[JOBS]
(1) In the victory garden essay, what does the narrator plant when broken ceramic, glass, and metal are especially rampant in the soil?
(2) Carry the victory garden essay forward, picking up right after its final sentence.

Victory Garden

It is dark and I am working by the spotlight that shines out over our back yard. It is raining lightly and I am down on my knees, digging in the dirt with my bare hands, throwing the pieces of glass that I dig out of the soil into the plastic bucket at the end of the row, so I can plant the last of the lettuce. Shannon and John are inside, waiting to start dinner. I know I should go in, but I want to wrest every last possible moment out of my gardening time.

The long strip of land behind our house stretches to the school at the other end of the long block; the back yards of the houses on either side of the strip line the long grassy expanse. The white-haired gentleman who lives in one of the houses that abuts our back yard told me that this span of land had once been a dumping ground and at another time, during the war, a victory garden. I often find clay pipes and little figurines and other little treasures when I dig in the spring. When the broken pieces of ceramic, glass, and metal are really rampant in the soil, I plant flowers rather than vegetables.

That was then. For many years now, I have not had a garden. I made occasional forays into the gardening world at our house in Maine, but, since I was back and forth to the Big City, I couldn’t indulge in gardens that required real attention to weeding, watering, and tending. One year, about twelve years ago, my friend Gail helped me plant perennials–echinacea, hosta, astilbe, yarrow– and we made a shady little kitchen garden, which I joyfully cleaned each spring. Our neighbor gave me a piece of her wisteria plant, which took over the garden in the front of the house along the lake, but never blossomed. Mostly, I filled the window box, planted bulbs here and there, and put in shrubs when the new stone wall was built–none of the down-on-my-knees, fingernails splitting kind of gardening in which I had indulged in younger years.

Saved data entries
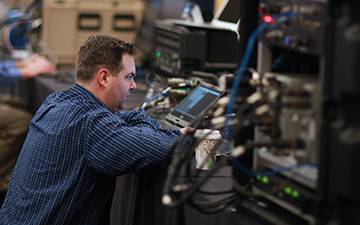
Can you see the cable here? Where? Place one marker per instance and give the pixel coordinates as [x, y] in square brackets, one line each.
[282, 17]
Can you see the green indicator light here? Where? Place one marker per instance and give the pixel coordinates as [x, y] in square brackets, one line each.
[265, 179]
[288, 190]
[295, 194]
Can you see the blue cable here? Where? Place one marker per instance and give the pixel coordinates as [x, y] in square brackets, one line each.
[283, 17]
[152, 98]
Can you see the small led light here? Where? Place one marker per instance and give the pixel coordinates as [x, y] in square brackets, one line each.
[268, 19]
[166, 200]
[288, 190]
[265, 179]
[295, 194]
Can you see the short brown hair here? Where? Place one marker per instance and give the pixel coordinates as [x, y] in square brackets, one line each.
[101, 51]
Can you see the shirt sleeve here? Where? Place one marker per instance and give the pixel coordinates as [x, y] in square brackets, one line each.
[9, 73]
[127, 142]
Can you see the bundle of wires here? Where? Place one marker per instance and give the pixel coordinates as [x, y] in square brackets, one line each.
[183, 182]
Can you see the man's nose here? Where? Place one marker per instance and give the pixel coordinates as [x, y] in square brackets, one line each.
[133, 85]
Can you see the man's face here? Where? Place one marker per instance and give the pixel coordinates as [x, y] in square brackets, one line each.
[120, 86]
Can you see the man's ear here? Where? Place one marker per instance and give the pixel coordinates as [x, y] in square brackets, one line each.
[103, 77]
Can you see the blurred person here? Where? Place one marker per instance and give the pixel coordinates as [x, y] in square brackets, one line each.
[79, 142]
[14, 119]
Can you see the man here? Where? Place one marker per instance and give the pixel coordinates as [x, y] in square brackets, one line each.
[14, 119]
[79, 142]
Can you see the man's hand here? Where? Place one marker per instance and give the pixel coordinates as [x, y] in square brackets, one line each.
[187, 130]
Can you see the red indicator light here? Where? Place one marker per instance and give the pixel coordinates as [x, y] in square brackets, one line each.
[268, 19]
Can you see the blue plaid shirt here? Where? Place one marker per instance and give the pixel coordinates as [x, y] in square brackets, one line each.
[75, 148]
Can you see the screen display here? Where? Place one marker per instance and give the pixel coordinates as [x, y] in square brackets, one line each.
[198, 101]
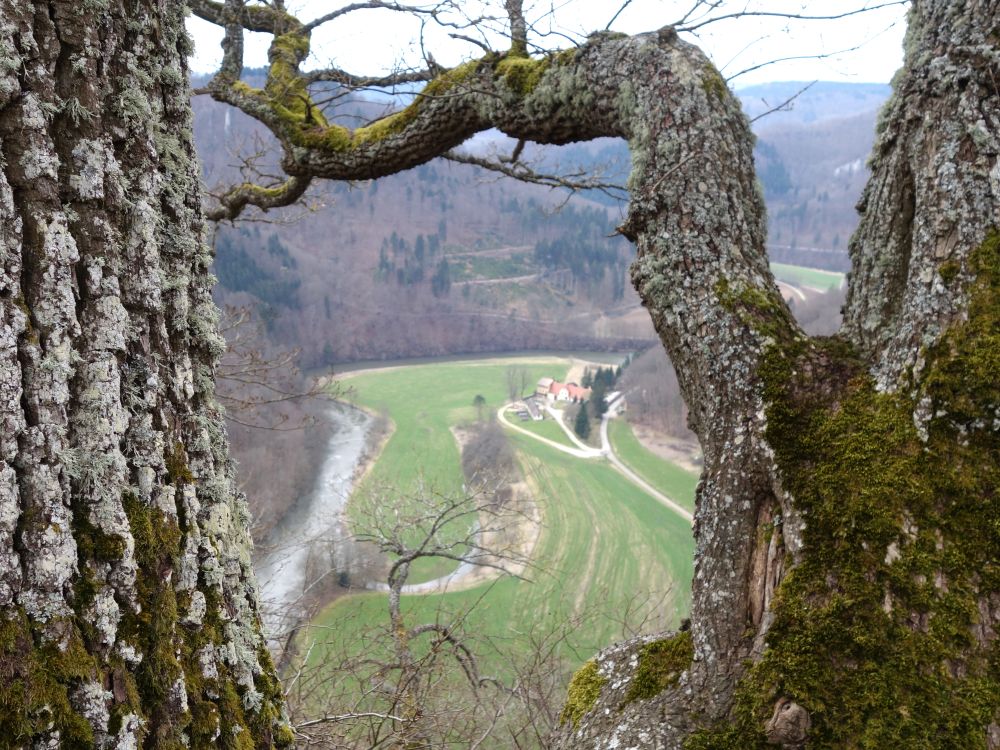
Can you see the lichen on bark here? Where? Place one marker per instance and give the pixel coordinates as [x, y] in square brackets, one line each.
[108, 473]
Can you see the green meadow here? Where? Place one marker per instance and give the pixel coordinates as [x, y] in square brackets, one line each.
[676, 483]
[812, 277]
[604, 547]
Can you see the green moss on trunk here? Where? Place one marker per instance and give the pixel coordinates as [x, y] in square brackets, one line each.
[661, 664]
[584, 690]
[874, 632]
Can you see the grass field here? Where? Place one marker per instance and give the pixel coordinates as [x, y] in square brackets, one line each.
[604, 546]
[423, 402]
[673, 481]
[802, 276]
[604, 543]
[547, 428]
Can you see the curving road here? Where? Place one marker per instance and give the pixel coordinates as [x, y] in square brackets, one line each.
[584, 451]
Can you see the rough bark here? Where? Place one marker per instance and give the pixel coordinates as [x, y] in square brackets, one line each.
[846, 516]
[128, 612]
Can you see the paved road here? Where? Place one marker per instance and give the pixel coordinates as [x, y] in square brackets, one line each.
[635, 478]
[584, 451]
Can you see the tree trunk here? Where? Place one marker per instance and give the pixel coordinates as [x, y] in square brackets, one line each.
[128, 612]
[847, 544]
[845, 589]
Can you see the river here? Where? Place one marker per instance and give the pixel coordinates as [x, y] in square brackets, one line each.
[312, 528]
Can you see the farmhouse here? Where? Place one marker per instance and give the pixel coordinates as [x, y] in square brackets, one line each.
[553, 390]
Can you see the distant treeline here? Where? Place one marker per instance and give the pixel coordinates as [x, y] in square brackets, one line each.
[237, 270]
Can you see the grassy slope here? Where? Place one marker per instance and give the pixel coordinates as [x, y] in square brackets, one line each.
[675, 482]
[824, 280]
[603, 540]
[547, 428]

[ANSWERS TO THE EXERCISE]
(1) Flowers rather than vegetables.

(2)
This year, at our condo on the Connecticut shore, Rosemary had the idea that I might enjoy growing some flowers in planters on our patio. Another chance at gardening! I could weed and water without kneeling, and the limited tending would not tax my arthritic hands. I was thrilled. We send away for some planters; they come, four of them, long, on wheels, and very white, almost too pristine to fill with soil. I spend afternoons online studying deer-resistant, sun-loving plants that can grow in containers. I down-load photos and make charts. We ask our neighbor with the amazing patio garden for advice.

I wander with Rosemary through the white agricultural tents at the garden center, smelling the herbs, bathing in the colors, and reading the labels. Annuals between the stone wall and in the tents, perennials on the other side. We fill our wagon with the help of one of the garden center workers, whose name, auspiciously, is also Rosemary. Choices are overwhelming. “It’s your garden,” my Rosemary says, “you decide.” I choose to do three planters of flowers, each with rosemary in the corners and one planter of just herbs. This, to me, is spring.

This Friday, the handsome young man I hired to deliver the dirt and the plants will help me fill the white planters.

My own little victory garden!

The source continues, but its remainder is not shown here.